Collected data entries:
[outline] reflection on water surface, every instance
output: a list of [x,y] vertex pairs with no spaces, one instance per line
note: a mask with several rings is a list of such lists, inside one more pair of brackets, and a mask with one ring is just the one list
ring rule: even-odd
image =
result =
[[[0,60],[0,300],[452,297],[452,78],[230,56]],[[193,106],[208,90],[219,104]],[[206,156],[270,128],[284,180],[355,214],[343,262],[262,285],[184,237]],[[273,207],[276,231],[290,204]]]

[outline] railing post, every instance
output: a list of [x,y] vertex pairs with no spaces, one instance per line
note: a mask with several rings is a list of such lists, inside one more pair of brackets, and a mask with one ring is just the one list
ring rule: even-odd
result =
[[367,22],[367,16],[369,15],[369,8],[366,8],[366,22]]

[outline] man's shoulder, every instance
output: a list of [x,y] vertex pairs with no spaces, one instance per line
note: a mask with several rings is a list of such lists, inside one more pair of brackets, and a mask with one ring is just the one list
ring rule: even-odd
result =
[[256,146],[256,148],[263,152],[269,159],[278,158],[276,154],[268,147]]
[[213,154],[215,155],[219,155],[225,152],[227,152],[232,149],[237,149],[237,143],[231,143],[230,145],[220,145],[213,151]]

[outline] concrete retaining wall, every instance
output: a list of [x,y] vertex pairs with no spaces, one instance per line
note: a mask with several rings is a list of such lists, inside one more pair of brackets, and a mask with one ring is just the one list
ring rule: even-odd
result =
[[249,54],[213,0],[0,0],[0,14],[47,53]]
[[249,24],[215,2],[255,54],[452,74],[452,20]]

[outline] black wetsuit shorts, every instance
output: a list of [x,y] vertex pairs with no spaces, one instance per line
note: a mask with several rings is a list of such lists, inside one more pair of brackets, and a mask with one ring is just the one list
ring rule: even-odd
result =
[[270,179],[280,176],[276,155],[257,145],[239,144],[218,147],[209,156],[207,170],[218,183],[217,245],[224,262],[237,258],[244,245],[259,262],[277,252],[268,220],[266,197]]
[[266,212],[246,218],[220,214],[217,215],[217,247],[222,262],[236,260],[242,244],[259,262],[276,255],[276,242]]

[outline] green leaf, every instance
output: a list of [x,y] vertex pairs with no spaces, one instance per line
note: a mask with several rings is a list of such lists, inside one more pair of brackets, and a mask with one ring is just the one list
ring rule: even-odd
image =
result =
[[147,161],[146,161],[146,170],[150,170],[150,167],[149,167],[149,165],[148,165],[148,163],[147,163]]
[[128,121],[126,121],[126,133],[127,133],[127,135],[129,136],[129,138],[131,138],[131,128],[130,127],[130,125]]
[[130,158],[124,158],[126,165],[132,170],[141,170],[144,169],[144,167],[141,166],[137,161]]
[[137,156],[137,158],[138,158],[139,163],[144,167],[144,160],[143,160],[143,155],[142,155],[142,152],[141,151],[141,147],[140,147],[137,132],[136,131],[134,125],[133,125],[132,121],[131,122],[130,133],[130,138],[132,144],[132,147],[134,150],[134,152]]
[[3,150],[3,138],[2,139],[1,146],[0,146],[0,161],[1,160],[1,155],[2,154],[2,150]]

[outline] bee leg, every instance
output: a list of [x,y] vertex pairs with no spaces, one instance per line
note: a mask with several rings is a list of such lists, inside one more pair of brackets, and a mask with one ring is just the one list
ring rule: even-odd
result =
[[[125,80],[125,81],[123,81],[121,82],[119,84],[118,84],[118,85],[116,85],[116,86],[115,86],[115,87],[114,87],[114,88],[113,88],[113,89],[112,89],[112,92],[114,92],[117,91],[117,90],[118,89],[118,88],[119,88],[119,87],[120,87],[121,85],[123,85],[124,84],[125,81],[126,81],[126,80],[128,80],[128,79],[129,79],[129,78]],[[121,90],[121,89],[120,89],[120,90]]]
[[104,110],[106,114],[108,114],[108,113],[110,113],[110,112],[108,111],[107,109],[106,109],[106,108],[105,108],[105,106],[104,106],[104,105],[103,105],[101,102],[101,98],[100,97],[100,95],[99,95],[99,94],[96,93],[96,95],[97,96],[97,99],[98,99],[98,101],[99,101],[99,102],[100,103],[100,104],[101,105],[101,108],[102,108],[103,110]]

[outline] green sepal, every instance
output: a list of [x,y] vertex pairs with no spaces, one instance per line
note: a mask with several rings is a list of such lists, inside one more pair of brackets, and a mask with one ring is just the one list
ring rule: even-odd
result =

Work instructions:
Print all of the material above, line for line and unchanged.

Exercise result:
[outline] reflection on water surface, every instance
output: a list of [x,y] vertex pairs with no spaces, one instance per line
note: a mask with several rings is a list of such lists, inside one more pair of brackets, and a mask with one ring is just the one list
ring rule: even-odd
image =
result =
[[[0,60],[0,300],[452,297],[452,78],[230,56]],[[193,106],[208,90],[219,104]],[[206,156],[270,128],[284,180],[355,214],[343,262],[262,285],[184,237]],[[273,207],[276,231],[290,204]]]

[outline] railing post, every instance
output: a list of [x,y] vertex pairs with no spaces, one instance per line
note: a mask with several rings is a list of such lists, inside one more pair of brackets, and a mask with one ring is just the one list
ring rule: even-odd
result =
[[367,22],[367,16],[369,15],[369,8],[366,8],[366,22]]

[outline] man's shoulder, every instance
output: a list of [x,y] vertex pairs with no spaces, one instance per line
note: a mask with several rings is a list of such lists, inside one more pair of brackets, and a mask with one ring is just the one list
ring rule: even-odd
result =
[[256,146],[256,148],[263,152],[269,159],[278,158],[276,154],[268,147]]
[[213,154],[215,155],[219,155],[225,152],[227,152],[232,149],[237,149],[237,143],[231,143],[230,145],[220,145],[213,151]]

[outline] concrete retaining wall, every instance
output: a list of [x,y] vertex pairs with no spaces, one instance per line
note: a mask with several rings is a list of such lists, inside one more pair of brackets, and a mask with one ring is just the one list
ring rule: even-odd
result =
[[249,54],[213,0],[0,0],[0,14],[47,53]]
[[249,24],[215,2],[255,54],[452,74],[452,20]]

[outline] black wetsuit shorts, every instance
output: a list of [x,y] vertex pairs with no spaces, one instance per line
note: a mask with several rings is a list of such lists, inside one more pair of brackets, and a mask with one ring is just the one list
ring rule: even-odd
result =
[[270,179],[280,176],[276,155],[257,145],[239,144],[218,147],[209,156],[207,170],[218,183],[217,245],[224,262],[237,258],[244,245],[259,262],[277,252],[268,220],[266,197]]
[[266,212],[246,218],[220,214],[217,215],[217,247],[222,262],[236,260],[242,244],[259,262],[276,255],[276,242]]

[outline] green leaf, every instance
output: a list of [x,y] vertex pairs with no spaces, one instance per line
note: a mask with several rings is a list of such lists, inside one more pair of brackets, and a mask with one ring is just the one list
ring rule: even-odd
image =
result =
[[147,161],[146,161],[146,170],[150,170],[150,167],[149,167],[149,165],[148,165],[148,163],[147,163]]
[[128,121],[126,121],[126,133],[127,133],[127,135],[129,136],[129,138],[131,138],[131,128],[130,127],[130,125]]
[[130,158],[124,158],[126,165],[132,170],[141,170],[144,169],[144,167],[141,166],[137,161]]
[[137,156],[137,158],[138,158],[139,163],[144,167],[144,160],[143,160],[143,155],[142,155],[142,152],[141,151],[141,147],[140,147],[137,132],[136,131],[134,125],[133,125],[132,121],[131,122],[130,133],[130,138],[132,144],[132,147],[134,150],[134,152]]
[[3,150],[3,138],[2,139],[1,146],[0,146],[0,161],[1,160],[1,155],[2,154],[2,150]]

[outline] bee leg, every instance
output: a list of [x,y] vertex pairs with no spaces, one instance per line
note: a mask with several rings is a list of such lists, inside one more pair of brackets, and a mask with one ring is just the one list
ring rule: even-odd
result =
[[[125,80],[125,81],[123,81],[121,82],[119,84],[118,84],[118,85],[116,85],[116,86],[115,86],[115,87],[114,87],[114,88],[113,88],[113,89],[112,89],[112,92],[114,92],[117,91],[117,90],[118,89],[118,88],[119,88],[119,87],[120,87],[121,85],[123,85],[124,84],[125,81],[126,81],[126,80],[128,80],[128,79],[129,79],[129,78]],[[121,90],[121,89],[120,89],[120,90]]]
[[104,110],[106,114],[108,114],[108,113],[110,113],[110,112],[108,111],[107,109],[106,109],[106,108],[105,108],[105,106],[104,106],[104,105],[103,105],[101,102],[101,98],[100,97],[100,95],[99,95],[99,94],[96,93],[96,95],[97,96],[97,99],[98,99],[98,101],[99,101],[99,102],[100,103],[100,104],[101,105],[101,108],[102,108],[103,110]]

[outline] green sepal, every instance
output: a list of [x,y] vertex pairs with no spaces, one instance per line
note: a mask with several rings is a list of such lists, inside one more pair of brackets, and a mask with one ring is just the one list
ring rule: even-odd
result =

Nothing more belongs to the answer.